> **SELECTED EXTRACT**
Skip to content

How it works

Overview

The linkml-dl wrapper works by executing the following steps:

  • The schema is compiled to Souffle DL problem (see generated schema.dl file)
  • Any embedded logic program in the schema is also added
  • Data is converted to generic triple-like tuples (see *.facts)
  • Souffle is executed
  • Inferred facts are collected:
    • validation results are collected into a results object
    • inferred facts are incorporated into new copy of the input object

Compilation of schemas to Datalog

Assuming input like this:

classes:
  Person:
    class_uri: schema:Person
    attributes:
      age_in_years:
        range: integer
        maximum_value: 999

The generated souffle program will look like this:

.decl Person(i: symbol)
.decl Person_asserted(i: identifier)

> **TO BE DONE**
1. Quote the linkml-dl page word for word between "Skip to content" and "generated schema.dl file)", inclusive.
2. Decide whether each statement agrees with the linkml-dl page, answering yes or no and quoting the words that settle it: (a) The schema is compiled to a Souffle DL problem. (b) Validation results are incorporated into a new copy of the input object. (c) In the example schema, the range of age_in_years is string.
The material that follows is not needed for any of the work here.

Some records:
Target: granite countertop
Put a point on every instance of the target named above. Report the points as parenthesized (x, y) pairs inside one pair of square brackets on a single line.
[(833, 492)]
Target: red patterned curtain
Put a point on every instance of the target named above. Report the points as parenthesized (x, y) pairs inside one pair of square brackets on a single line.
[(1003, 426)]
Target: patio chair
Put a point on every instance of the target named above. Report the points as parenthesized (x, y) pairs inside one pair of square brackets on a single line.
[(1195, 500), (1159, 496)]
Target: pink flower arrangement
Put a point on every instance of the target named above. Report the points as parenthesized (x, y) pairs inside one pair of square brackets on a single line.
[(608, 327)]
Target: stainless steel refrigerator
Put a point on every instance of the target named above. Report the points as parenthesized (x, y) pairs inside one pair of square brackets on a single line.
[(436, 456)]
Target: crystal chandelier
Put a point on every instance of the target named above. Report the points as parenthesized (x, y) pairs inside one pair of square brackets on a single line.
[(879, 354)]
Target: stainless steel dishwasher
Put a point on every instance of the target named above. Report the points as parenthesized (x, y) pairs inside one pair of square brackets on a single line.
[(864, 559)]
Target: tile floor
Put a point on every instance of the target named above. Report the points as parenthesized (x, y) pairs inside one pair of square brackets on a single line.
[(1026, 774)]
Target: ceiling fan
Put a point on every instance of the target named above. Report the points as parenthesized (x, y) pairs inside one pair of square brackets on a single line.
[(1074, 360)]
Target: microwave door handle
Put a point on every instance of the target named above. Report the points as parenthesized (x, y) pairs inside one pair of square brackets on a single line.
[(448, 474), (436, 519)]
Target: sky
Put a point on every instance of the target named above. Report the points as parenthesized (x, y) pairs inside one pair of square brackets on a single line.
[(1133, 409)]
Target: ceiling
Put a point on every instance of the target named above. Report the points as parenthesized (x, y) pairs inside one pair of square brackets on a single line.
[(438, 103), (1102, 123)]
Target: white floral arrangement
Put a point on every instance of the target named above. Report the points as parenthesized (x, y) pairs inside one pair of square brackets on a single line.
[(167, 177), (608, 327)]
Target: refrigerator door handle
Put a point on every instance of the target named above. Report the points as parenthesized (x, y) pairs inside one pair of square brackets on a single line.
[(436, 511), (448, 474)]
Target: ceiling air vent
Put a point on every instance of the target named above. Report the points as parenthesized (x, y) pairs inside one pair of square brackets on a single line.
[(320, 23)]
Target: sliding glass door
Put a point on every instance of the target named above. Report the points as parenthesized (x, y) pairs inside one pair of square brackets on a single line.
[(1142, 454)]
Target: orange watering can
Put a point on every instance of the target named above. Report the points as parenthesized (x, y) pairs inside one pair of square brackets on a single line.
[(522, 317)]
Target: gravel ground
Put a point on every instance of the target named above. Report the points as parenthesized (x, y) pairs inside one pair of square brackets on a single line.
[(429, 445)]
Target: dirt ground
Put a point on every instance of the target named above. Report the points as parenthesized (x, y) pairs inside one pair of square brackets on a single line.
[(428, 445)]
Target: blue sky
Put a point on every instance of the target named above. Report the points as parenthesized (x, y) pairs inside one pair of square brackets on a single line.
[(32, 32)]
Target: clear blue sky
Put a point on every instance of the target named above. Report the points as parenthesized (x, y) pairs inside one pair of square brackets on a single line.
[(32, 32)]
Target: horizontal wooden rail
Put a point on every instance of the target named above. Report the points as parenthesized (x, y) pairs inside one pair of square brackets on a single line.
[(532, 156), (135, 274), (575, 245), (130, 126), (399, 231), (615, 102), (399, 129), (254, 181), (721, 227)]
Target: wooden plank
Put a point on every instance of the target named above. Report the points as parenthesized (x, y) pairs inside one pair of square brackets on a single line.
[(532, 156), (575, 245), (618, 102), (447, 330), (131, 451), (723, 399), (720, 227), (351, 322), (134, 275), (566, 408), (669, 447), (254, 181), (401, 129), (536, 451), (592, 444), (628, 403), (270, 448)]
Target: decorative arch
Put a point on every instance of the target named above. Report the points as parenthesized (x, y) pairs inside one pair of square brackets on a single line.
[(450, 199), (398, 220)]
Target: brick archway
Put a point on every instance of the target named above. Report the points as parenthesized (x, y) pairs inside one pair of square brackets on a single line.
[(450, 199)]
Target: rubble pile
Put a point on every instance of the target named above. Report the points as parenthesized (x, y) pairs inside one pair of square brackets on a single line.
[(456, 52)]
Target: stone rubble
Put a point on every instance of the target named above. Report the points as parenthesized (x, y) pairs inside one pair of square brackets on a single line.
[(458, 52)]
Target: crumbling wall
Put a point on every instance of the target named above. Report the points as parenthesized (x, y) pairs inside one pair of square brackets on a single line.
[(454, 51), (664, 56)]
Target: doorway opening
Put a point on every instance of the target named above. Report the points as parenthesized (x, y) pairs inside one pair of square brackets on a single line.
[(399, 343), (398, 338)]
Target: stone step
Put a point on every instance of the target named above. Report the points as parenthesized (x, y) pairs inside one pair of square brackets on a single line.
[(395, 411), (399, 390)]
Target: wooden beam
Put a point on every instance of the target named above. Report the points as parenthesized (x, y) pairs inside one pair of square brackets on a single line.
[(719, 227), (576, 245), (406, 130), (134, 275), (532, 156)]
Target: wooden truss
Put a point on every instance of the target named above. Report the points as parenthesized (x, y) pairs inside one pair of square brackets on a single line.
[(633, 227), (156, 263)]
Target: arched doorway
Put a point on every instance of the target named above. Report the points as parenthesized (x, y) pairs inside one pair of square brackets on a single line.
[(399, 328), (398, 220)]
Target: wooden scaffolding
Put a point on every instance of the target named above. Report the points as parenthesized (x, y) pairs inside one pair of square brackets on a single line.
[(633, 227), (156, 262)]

--

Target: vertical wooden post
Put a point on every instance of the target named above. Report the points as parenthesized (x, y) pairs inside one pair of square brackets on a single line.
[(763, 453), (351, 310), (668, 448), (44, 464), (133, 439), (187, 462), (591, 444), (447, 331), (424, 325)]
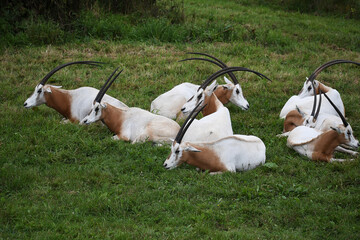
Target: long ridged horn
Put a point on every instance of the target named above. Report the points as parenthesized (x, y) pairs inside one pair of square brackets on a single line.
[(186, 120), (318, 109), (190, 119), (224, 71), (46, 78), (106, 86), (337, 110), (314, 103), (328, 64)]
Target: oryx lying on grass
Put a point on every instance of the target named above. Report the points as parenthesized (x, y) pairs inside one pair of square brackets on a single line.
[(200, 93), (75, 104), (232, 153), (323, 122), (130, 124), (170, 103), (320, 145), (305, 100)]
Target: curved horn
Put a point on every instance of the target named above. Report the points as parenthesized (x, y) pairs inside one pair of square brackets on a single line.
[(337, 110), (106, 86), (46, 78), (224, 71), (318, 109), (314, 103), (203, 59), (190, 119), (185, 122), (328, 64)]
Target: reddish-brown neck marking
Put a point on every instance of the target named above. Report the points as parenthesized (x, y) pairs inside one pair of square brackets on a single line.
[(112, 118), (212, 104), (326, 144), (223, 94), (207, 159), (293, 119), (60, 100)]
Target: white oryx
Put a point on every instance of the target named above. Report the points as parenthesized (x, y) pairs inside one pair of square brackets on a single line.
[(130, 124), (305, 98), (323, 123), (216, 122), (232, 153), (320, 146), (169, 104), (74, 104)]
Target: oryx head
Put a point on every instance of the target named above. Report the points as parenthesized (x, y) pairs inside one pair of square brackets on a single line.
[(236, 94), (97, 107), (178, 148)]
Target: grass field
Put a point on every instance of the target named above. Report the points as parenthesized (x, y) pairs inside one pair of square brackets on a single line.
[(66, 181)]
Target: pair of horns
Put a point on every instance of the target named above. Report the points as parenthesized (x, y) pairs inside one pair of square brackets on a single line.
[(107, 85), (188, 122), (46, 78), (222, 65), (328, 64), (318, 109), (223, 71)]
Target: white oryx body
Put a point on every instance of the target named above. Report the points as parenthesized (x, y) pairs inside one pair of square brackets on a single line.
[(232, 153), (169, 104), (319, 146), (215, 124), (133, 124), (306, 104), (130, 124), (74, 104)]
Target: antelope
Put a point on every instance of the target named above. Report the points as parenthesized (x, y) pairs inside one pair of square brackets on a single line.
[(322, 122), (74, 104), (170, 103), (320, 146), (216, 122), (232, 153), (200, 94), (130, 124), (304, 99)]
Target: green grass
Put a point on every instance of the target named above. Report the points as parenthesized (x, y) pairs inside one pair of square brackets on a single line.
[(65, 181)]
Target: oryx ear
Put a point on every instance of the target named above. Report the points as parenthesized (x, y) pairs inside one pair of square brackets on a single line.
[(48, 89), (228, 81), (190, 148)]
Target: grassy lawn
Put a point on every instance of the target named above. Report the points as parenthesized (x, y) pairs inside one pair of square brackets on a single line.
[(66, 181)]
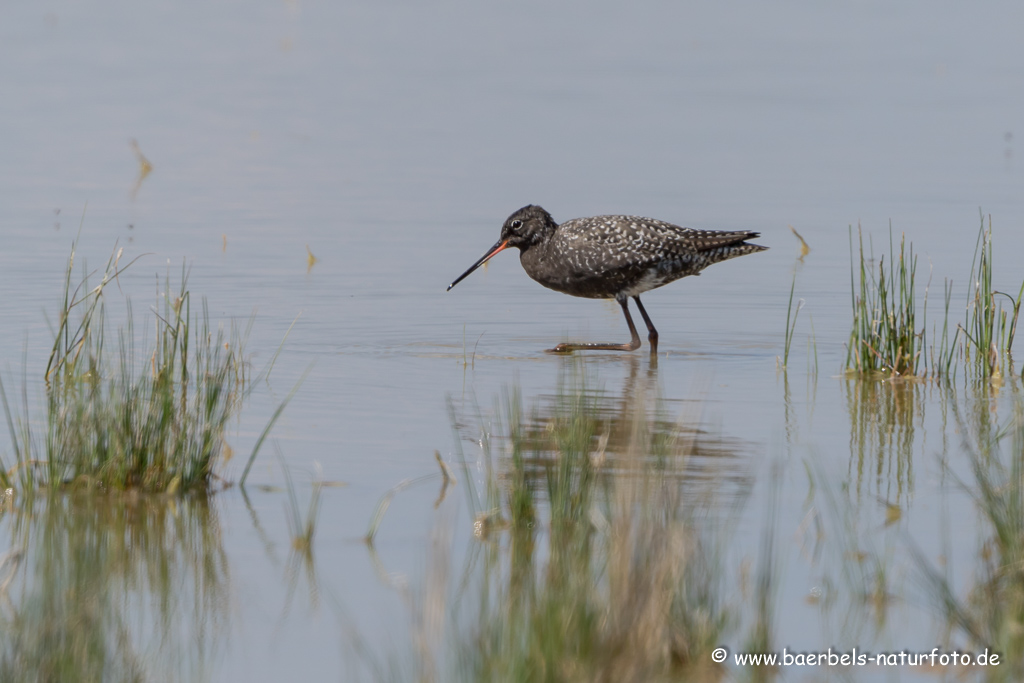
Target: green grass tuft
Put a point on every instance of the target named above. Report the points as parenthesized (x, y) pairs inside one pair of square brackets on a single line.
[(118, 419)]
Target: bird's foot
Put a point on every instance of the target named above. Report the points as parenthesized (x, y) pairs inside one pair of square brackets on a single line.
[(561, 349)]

==

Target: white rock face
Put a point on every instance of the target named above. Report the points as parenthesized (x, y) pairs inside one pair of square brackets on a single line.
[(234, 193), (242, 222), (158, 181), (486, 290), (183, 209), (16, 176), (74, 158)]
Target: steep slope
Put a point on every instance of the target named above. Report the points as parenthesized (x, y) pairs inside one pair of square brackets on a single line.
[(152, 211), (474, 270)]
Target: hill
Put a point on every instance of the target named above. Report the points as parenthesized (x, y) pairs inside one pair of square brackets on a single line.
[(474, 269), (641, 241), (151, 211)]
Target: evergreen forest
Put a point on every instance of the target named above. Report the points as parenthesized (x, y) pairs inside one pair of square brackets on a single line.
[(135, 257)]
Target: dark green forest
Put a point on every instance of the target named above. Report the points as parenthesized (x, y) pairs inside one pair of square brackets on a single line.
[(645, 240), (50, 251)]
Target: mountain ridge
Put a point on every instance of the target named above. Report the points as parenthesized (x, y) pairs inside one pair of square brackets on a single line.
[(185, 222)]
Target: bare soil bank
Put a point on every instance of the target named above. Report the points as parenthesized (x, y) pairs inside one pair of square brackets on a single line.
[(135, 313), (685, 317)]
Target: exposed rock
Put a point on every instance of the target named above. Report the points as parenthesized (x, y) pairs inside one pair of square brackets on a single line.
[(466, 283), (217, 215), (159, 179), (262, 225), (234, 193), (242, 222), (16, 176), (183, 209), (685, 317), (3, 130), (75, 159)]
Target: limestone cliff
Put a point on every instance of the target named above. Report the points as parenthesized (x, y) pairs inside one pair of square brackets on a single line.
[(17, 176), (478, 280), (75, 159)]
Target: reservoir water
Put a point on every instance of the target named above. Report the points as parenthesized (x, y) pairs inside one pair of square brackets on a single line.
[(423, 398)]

> **OUTPUTS IN ORDER**
1.
Skip to content

How it works

Overview

The linkml-dl wrapper works by executing the following steps:

  • The schema is compiled to Souffle DL problem (see generated schema.dl file)

2.
(a) Yes: "The schema is compiled to Souffle DL problem"
(b) No: "validation results are collected into a results object"
(c) No: "range: integer"